▶ _PASSAGE_:
>> begin

The plain view doctrine is a court-created exception to the fundamental safeguard, guaranteed by the Fourth and Fourteenth Amendments to the United States Constitution and Section 14, Article I of the Ohio Constitution, that warrants issued upon a proper showing of probable cause and particularly describing the items to be seized must set the constitutional limits to police intrusions into the lives of the citizenry. One primary objective of the warrant requirement is that searches deemed necessary should be as limited in scope as possible. Otherwise, the issuance of a warrant would serve as the justification for a general search, during which police officers could rummage through a person's belongings in quest of unidentified incriminating evidence.

We decline to contort the plain view doctrine so as to justify the seizure here under review, since we would thus be allowing this narrow exception to the warrant requirement to swallow the rule. Although Detective Tell, at the time of the search, harbored a generalized suspicion that the Oldsmobile body parts were stolen, his own testimony at the hearing on the motion to suppress indicated that upon mere inspection of these seemingly innocuous items it was not "immediately apparent" that appellee was in possession of property which Tell knew, or had probable cause to believe, was contraband. We therefore conclude that Detective Tell's seizure of the Oldsmobile parts was inconsistent with the thrust of the plain view doctrine.

This holding is in harmony with the decisions of other courts which have considered the question of whether the incriminating nature of evidence could have been apparent to the seizing authority upon initial inspection.

>> end

[Data entries]
>> begin

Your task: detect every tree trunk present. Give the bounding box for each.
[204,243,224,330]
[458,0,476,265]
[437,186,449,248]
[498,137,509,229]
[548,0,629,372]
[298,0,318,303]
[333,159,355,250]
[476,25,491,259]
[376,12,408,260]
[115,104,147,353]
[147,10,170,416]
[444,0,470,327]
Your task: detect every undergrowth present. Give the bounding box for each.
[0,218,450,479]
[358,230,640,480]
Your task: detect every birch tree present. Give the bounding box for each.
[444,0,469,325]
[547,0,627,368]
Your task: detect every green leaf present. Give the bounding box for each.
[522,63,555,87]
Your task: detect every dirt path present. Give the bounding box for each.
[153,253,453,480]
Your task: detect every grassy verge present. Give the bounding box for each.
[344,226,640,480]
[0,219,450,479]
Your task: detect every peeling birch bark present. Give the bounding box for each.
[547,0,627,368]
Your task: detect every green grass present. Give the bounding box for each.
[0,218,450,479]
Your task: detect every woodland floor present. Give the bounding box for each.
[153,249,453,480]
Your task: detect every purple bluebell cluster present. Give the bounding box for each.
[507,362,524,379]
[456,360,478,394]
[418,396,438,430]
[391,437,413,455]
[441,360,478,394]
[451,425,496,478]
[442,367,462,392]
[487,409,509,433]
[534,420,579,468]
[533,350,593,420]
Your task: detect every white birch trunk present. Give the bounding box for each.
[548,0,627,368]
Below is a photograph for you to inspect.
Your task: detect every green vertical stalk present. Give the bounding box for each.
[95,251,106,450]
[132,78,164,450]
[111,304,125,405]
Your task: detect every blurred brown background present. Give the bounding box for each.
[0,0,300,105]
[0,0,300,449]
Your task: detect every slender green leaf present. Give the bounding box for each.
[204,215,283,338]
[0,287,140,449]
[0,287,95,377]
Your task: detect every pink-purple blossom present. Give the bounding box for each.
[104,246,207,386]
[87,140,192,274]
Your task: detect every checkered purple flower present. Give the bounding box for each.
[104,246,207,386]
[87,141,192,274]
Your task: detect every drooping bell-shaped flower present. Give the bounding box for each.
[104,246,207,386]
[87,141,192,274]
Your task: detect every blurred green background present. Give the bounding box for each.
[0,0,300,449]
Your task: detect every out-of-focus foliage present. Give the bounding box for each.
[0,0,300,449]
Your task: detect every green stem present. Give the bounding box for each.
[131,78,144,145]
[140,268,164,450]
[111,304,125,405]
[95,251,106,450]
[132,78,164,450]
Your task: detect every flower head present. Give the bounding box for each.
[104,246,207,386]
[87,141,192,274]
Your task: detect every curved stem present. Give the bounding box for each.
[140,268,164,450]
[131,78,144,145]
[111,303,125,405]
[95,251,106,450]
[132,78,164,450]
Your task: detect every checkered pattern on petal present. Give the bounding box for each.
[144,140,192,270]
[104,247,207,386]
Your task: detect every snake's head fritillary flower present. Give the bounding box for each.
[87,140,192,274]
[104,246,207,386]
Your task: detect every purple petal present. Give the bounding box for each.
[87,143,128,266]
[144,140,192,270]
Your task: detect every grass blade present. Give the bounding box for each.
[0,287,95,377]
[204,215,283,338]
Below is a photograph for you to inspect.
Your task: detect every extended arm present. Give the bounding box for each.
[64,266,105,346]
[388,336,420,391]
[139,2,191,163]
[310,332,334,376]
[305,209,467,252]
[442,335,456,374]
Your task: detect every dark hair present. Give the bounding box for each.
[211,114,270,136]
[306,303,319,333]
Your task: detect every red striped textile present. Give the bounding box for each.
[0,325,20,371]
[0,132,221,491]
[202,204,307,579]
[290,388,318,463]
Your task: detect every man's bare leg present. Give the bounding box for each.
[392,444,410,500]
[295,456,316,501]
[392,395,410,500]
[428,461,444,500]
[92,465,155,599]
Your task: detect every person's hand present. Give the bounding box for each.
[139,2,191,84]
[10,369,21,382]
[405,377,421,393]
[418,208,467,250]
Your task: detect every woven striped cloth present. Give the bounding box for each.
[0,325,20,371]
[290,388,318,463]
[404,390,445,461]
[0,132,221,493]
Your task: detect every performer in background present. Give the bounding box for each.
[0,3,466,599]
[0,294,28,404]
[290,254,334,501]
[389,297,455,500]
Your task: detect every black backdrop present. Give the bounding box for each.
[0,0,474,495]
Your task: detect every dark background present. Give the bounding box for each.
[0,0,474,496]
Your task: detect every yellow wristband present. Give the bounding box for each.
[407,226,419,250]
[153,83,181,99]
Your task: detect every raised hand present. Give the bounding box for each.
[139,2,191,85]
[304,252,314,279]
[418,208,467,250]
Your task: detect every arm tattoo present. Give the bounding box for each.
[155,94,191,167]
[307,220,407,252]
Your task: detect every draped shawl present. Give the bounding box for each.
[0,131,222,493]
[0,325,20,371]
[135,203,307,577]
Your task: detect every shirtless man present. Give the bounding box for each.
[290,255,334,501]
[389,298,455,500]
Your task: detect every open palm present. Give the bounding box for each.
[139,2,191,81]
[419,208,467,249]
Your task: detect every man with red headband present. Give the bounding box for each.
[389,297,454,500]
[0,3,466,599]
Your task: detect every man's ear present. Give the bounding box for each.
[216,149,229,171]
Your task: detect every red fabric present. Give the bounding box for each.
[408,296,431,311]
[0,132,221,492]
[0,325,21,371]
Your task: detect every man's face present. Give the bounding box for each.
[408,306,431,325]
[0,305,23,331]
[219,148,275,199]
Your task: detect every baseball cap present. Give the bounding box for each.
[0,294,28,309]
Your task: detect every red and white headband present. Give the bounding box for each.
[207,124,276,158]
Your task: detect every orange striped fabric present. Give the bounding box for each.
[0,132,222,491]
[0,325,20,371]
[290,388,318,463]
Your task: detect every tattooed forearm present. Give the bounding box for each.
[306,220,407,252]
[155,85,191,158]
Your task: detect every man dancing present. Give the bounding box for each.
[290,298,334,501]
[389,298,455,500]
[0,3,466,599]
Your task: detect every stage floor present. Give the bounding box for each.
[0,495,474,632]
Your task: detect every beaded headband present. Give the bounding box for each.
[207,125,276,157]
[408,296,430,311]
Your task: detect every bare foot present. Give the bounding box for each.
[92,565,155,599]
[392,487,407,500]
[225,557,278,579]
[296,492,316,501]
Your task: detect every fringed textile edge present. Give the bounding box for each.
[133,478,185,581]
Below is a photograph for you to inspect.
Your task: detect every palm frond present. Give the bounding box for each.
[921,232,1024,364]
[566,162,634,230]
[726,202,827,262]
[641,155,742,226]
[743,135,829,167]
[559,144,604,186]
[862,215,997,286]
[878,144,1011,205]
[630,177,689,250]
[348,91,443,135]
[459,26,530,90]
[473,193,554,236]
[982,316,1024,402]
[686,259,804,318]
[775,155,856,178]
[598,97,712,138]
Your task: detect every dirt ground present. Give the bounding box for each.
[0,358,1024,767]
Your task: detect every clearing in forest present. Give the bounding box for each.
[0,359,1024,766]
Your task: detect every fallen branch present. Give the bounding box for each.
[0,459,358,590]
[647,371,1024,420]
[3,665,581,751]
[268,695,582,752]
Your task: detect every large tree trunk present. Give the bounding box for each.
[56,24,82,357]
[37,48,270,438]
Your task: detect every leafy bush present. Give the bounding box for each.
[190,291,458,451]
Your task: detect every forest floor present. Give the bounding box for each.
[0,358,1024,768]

>> end

▶ _WHAT THE TASK ASKS_:
Repeat the passage on the plain view doctrine word for word between "We decline to" and "plain view doctrine.", inclusive.

▶ _RESULT OF THIS EXERCISE_:
We decline to contort the plain view doctrine so as to justify the seizure here under review, since we would thus be allowing this narrow exception to the warrant requirement to swallow the rule. Although Detective Tell, at the time of the search, harbored a generalized suspicion that the Oldsmobile body parts were stolen, his own testimony at the hearing on the motion to suppress indicated that upon mere inspection of these seemingly innocuous items it was not "immediately apparent" that appellee was in possession of property which Tell knew, or had probable cause to believe, was contraband. We therefore conclude that Detective Tell's seizure of the Oldsmobile parts was inconsistent with the thrust of the plain view doctrine.